## REQUIRED WORK
Format all of the data below as a JSON array of strings, with one string for each line and blank lines left out.

## DATA FOR PROCESSING
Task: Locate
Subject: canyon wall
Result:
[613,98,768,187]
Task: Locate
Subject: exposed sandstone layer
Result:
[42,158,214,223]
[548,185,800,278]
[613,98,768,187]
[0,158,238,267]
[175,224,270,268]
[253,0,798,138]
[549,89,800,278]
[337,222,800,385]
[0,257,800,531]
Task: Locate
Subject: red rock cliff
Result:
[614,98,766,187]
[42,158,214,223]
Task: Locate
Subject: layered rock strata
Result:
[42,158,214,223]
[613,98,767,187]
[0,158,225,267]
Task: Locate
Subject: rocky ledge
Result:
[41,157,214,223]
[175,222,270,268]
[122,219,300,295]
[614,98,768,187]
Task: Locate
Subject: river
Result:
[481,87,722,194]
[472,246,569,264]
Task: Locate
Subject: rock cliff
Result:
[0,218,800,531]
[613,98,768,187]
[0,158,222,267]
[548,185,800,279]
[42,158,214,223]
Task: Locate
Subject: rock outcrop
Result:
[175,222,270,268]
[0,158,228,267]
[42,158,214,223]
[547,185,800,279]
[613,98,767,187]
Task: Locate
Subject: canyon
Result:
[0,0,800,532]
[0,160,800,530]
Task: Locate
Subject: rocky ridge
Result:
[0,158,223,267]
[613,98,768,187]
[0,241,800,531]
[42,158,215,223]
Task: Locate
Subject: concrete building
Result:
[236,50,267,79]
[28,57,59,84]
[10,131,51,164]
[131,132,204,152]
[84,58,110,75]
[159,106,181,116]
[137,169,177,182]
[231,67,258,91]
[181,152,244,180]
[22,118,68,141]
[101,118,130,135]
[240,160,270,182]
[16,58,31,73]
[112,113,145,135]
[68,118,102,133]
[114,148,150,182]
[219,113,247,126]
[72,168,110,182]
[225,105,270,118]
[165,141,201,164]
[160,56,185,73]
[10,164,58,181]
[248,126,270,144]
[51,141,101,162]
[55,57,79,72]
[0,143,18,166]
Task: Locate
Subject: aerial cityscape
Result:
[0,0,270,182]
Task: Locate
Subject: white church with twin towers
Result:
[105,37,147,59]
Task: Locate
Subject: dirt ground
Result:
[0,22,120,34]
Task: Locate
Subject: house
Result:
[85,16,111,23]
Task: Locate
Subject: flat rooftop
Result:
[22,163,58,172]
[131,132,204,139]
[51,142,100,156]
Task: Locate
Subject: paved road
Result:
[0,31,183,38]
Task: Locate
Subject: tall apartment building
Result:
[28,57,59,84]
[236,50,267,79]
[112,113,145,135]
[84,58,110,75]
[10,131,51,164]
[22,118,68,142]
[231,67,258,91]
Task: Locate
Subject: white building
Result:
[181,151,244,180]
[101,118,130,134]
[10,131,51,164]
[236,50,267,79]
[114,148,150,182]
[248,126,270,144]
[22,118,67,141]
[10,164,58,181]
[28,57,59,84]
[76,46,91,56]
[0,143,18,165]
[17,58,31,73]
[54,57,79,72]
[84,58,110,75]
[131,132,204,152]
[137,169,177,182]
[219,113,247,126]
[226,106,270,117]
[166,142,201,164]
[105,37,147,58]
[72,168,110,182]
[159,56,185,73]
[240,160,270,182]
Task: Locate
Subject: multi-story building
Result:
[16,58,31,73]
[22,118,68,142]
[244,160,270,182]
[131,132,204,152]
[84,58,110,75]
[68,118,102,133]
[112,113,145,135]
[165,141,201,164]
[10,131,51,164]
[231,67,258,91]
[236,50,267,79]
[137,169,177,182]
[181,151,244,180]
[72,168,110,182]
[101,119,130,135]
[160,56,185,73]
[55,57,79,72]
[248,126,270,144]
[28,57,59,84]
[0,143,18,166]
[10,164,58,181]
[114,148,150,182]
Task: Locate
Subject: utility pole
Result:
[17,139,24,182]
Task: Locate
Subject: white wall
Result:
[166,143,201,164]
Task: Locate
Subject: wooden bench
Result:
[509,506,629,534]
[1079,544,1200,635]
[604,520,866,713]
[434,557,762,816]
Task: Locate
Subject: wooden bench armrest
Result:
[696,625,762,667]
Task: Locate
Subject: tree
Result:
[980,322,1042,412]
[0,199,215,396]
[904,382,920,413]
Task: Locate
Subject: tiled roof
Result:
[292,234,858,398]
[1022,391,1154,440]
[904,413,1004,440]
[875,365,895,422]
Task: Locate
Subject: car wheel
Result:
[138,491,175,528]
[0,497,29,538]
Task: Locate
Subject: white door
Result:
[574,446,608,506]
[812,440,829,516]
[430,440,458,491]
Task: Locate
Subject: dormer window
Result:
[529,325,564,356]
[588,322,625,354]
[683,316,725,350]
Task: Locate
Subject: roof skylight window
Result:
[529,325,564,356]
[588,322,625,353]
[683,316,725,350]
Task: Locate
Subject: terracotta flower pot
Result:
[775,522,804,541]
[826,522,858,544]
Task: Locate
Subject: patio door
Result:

## FINISHED ANSWER
[
  "Task: Locate",
  "Subject: canyon wall",
  "Result:",
  "[613,98,768,187]",
  "Task: Locate",
  "Subject: exposed sandstone layer",
  "Result:",
  "[42,158,214,223]",
  "[548,185,800,278]",
  "[613,98,768,187]",
  "[0,158,238,267]",
  "[175,224,270,268]",
  "[253,0,798,138]",
  "[549,89,800,278]",
  "[337,222,800,385]",
  "[0,257,800,531]",
  "Task: Locate",
  "Subject: red rock cliff",
  "Result:",
  "[614,98,766,187]",
  "[42,158,214,223]",
  "Task: Locate",
  "Subject: layered rock strata",
  "Result:",
  "[42,158,214,223]",
  "[613,98,767,187]",
  "[0,158,225,267]",
  "Task: Locate",
  "Subject: rocky ledge",
  "Result:",
  "[41,157,214,223]",
  "[175,222,270,268]",
  "[122,219,300,295]",
  "[614,98,768,187]",
  "Task: Locate",
  "Subject: river",
  "Result:",
  "[481,87,722,194]",
  "[472,246,569,264]",
  "Task: Locate",
  "Subject: rock cliff",
  "Result:",
  "[0,218,800,531]",
  "[613,98,768,187]",
  "[0,158,222,267]",
  "[548,185,800,279]",
  "[42,158,214,223]",
  "Task: Locate",
  "Subject: rock outcrop",
  "Result:",
  "[175,222,270,268]",
  "[0,158,228,267]",
  "[42,158,214,223]",
  "[547,185,800,279]",
  "[613,98,767,187]",
  "Task: Locate",
  "Subject: canyon",
  "Result:",
  "[0,0,800,532]",
  "[0,160,800,530]",
  "Task: Locate",
  "Subject: rocky ridge",
  "Result:",
  "[0,158,223,267]",
  "[613,98,768,187]",
  "[0,241,800,531]",
  "[42,158,215,223]",
  "Task: Locate",
  "Subject: concrete building",
  "Result:",
  "[236,50,267,79]",
  "[28,57,59,84]",
  "[10,131,51,164]",
  "[131,132,204,152]",
  "[84,58,110,75]",
  "[159,106,181,116]",
  "[137,169,177,182]",
  "[231,67,258,91]",
  "[181,152,244,180]",
  "[22,118,68,141]",
  "[101,118,130,135]",
  "[240,160,270,182]",
  "[16,58,31,73]",
  "[112,113,145,135]",
  "[68,118,102,133]",
  "[114,148,150,182]",
  "[219,113,247,126]",
  "[72,168,110,182]",
  "[225,105,270,118]",
  "[165,141,201,164]",
  "[160,56,185,73]",
  "[10,164,58,181]",
  "[248,126,270,144]",
  "[51,141,101,162]",
  "[55,57,79,72]",
  "[0,143,18,166]",
  "Task: Locate",
  "Subject: aerial cityscape",
  "Result:",
  "[0,0,270,182]",
  "Task: Locate",
  "Subject: white church with twin towers",
  "Result:",
  "[105,37,147,59]",
  "Task: Locate",
  "Subject: dirt ground",
  "Result:",
  "[0,22,120,34]",
  "Task: Locate",
  "Subject: house",
  "Result:",
  "[85,16,111,23]",
  "Task: Locate",
  "Subject: flat rooftop",
  "Result:",
  "[22,163,58,172]",
  "[131,132,204,139]",
  "[51,142,100,156]",
  "Task: Locate",
  "Subject: paved road",
  "Result:",
  "[0,31,183,38]",
  "Task: Locate",
  "Subject: tall apartment building",
  "Result:",
  "[28,57,59,84]",
  "[236,50,267,79]",
  "[112,113,145,135]",
  "[84,58,110,75]",
  "[10,131,51,164]",
  "[22,118,68,142]",
  "[231,67,258,91]",
  "Task: Locate",
  "Subject: white building",
  "Result:",
  "[181,151,244,180]",
  "[101,118,130,134]",
  "[10,131,51,164]",
  "[236,50,267,79]",
  "[114,148,150,182]",
  "[248,126,270,144]",
  "[22,118,67,141]",
  "[10,164,58,181]",
  "[28,57,59,84]",
  "[76,46,91,56]",
  "[0,143,18,165]",
  "[17,58,31,73]",
  "[54,57,79,72]",
  "[84,58,110,75]",
  "[131,132,204,152]",
  "[137,169,177,182]",
  "[219,113,247,126]",
  "[226,106,270,117]",
  "[166,142,201,164]",
  "[105,37,147,58]",
  "[72,168,110,182]",
  "[159,56,185,73]",
  "[240,160,270,182]",
  "Task: Locate",
  "Subject: multi-story building",
  "Result:",
  "[16,58,31,73]",
  "[22,118,68,142]",
  "[244,160,270,182]",
  "[131,132,204,152]",
  "[84,58,110,75]",
  "[68,118,102,133]",
  "[112,113,145,135]",
  "[165,141,201,164]",
  "[10,131,51,164]",
  "[231,67,258,91]",
  "[236,50,267,79]",
  "[137,169,177,182]",
  "[181,151,244,180]",
  "[72,168,110,182]",
  "[101,119,130,135]",
  "[160,56,185,73]",
  "[55,57,79,72]",
  "[248,126,270,144]",
  "[28,57,59,84]",
  "[0,143,18,166]",
  "[10,164,58,181]",
  "[114,148,150,182]",
  "Task: Locate",
  "Subject: utility pole",
  "Result:",
  "[17,139,24,182]",
  "Task: Locate",
  "Subject: white wall",
  "Result:",
  "[166,143,201,164]",
  "Task: Locate",
  "Subject: wooden bench",
  "Result:",
  "[509,506,629,534]",
  "[1079,544,1200,635]",
  "[604,520,866,713]",
  "[434,557,762,816]",
  "Task: Locate",
  "Subject: wooden bench armrest",
  "Result:",
  "[696,625,762,667]",
  "Task: Locate",
  "Subject: tree",
  "Result:",
  "[980,322,1042,412]",
  "[0,199,215,396]",
  "[904,382,920,413]",
  "Task: Locate",
  "Subject: tiled roof",
  "Result:",
  "[292,234,858,398]",
  "[1022,391,1154,440]",
  "[904,413,1004,440]",
  "[875,365,895,422]",
  "Task: Locate",
  "Subject: car wheel",
  "Result:",
  "[138,491,175,528]",
  "[0,497,29,538]",
  "Task: Locate",
  "Subject: white door",
  "Result:",
  "[574,446,608,506]",
  "[812,440,829,516]",
  "[430,440,458,491]",
  "Task: Locate",
  "Subject: dormer window",
  "Result:",
  "[529,325,564,356]",
  "[588,322,625,354]",
  "[683,316,725,350]",
  "Task: Locate",
  "Subject: roof skylight window",
  "Result:",
  "[529,325,564,356]",
  "[588,322,625,353]",
  "[683,316,725,350]",
  "Task: Locate",
  "Subject: terracotta flower pot",
  "Result:",
  "[775,522,804,541]",
  "[826,522,858,544]",
  "Task: Locate",
  "Subject: patio door",
  "Result:"
]